Pointing and labeling entries:
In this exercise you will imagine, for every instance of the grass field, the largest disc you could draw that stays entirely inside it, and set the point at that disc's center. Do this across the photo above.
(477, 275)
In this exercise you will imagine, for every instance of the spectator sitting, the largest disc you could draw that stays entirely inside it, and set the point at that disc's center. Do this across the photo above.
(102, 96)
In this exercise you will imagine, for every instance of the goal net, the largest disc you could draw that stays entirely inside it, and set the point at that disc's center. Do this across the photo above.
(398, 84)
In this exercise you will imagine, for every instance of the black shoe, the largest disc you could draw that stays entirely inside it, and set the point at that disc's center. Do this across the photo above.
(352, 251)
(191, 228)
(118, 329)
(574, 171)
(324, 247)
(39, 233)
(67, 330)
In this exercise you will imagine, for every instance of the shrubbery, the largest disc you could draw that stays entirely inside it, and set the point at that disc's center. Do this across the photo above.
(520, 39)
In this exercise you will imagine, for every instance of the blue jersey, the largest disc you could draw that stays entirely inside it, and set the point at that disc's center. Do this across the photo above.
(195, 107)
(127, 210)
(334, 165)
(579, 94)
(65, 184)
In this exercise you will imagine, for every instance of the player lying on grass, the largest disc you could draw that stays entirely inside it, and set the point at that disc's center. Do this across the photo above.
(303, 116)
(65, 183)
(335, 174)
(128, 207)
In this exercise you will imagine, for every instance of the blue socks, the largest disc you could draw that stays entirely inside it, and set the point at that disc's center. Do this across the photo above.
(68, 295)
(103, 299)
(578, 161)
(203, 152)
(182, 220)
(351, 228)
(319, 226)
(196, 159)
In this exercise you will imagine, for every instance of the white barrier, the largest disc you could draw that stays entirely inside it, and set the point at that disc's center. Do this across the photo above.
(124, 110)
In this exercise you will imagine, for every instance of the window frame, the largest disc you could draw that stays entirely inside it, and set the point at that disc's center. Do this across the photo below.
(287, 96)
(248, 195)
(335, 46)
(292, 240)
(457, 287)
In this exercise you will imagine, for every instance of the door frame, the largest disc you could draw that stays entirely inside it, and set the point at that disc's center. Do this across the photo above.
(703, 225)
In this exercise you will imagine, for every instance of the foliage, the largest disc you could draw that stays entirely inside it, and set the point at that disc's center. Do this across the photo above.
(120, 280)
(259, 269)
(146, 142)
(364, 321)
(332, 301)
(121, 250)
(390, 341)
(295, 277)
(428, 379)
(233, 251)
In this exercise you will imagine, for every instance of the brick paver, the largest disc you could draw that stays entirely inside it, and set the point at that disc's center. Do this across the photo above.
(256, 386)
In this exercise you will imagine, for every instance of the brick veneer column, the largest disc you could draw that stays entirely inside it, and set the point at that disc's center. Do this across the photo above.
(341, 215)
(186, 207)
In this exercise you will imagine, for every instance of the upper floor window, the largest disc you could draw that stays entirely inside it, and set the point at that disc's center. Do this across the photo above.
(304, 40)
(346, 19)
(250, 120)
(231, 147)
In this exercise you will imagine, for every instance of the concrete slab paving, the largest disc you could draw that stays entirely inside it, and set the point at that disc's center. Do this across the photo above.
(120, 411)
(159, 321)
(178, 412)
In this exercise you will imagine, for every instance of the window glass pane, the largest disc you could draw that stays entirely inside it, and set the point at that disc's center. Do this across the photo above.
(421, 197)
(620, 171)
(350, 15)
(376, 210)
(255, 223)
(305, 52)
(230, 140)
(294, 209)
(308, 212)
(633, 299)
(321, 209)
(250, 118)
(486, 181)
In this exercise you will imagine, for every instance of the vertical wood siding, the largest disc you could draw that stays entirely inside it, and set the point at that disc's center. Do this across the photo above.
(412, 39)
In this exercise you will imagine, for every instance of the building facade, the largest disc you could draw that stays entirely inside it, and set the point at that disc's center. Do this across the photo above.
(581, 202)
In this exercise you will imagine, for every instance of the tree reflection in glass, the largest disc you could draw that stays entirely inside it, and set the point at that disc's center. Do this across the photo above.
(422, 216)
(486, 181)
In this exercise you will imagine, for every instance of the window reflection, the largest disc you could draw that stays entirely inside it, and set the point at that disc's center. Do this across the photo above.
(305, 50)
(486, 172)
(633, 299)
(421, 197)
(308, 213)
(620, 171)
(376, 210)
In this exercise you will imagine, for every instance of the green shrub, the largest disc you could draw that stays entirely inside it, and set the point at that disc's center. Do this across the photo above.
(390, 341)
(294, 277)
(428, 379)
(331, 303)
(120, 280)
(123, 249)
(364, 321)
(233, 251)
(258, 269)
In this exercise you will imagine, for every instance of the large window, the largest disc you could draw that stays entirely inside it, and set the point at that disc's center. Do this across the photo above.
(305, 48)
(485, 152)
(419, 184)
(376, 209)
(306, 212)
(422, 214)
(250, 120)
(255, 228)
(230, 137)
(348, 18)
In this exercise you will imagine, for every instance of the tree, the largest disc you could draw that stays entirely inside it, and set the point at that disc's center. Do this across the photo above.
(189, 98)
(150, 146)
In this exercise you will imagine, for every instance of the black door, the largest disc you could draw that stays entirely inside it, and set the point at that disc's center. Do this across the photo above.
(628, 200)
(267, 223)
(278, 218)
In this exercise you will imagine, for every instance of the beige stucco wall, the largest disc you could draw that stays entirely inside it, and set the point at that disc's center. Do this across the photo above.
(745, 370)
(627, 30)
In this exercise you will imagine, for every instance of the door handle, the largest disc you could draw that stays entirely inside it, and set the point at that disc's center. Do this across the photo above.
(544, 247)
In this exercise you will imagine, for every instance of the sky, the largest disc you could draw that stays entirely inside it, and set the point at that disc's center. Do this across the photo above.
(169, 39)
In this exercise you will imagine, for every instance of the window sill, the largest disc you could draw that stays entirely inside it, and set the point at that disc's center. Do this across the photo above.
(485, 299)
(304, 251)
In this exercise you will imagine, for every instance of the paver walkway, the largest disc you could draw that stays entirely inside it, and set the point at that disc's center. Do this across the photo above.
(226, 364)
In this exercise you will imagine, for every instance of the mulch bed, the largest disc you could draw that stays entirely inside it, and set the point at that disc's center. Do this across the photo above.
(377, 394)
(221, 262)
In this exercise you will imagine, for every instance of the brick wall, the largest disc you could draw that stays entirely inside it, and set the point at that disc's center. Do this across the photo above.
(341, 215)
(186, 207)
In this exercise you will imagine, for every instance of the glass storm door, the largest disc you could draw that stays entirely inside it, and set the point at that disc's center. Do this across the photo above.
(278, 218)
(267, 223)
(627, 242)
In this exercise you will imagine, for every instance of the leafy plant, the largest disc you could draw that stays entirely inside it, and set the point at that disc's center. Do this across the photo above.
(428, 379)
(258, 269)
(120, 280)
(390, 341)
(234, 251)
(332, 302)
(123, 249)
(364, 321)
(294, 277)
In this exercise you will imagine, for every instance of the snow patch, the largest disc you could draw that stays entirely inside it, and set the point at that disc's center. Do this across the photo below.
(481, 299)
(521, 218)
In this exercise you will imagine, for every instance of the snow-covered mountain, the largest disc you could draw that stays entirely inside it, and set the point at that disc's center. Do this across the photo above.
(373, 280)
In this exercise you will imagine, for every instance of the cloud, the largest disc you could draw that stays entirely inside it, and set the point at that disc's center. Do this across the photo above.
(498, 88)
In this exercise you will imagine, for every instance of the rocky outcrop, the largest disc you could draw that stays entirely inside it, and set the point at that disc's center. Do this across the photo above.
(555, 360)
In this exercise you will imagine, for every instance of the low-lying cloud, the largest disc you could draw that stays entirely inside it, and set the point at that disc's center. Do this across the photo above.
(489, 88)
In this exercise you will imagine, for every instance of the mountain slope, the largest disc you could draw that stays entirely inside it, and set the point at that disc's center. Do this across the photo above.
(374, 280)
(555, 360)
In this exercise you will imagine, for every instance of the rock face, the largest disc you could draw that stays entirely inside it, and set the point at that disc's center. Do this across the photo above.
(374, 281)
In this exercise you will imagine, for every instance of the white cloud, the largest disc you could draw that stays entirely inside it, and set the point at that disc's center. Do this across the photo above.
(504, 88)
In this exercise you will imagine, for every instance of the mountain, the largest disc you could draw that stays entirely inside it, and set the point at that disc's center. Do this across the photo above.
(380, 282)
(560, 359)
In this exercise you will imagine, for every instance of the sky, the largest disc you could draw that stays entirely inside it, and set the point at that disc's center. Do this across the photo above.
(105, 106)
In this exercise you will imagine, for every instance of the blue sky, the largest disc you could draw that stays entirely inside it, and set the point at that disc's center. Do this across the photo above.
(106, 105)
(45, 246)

_DIRECTIONS_
Print the line containing "the mountain, the" and every line after it to the end of the records above, exactly as written, and nothing else.

_WRITTEN RESPONSE_
In this exercise you will imagine, for every instance of the mountain, the largest disc you could draw that stays entirely inside it, and set the point at that disc's center. Do this across the photo above.
(380, 282)
(560, 359)
In this exercise you will imagine, for every instance of the sky, the largest disc you could draw that stays entirely inside it, and set the point at that disc's center. Do this across the photo above.
(105, 106)
In this exercise you will imagine, for every instance of the blue sky, the largest disc you could draw that stays entirely inside it, and set the point at that disc's center. Do this across the photo above.
(106, 105)
(45, 246)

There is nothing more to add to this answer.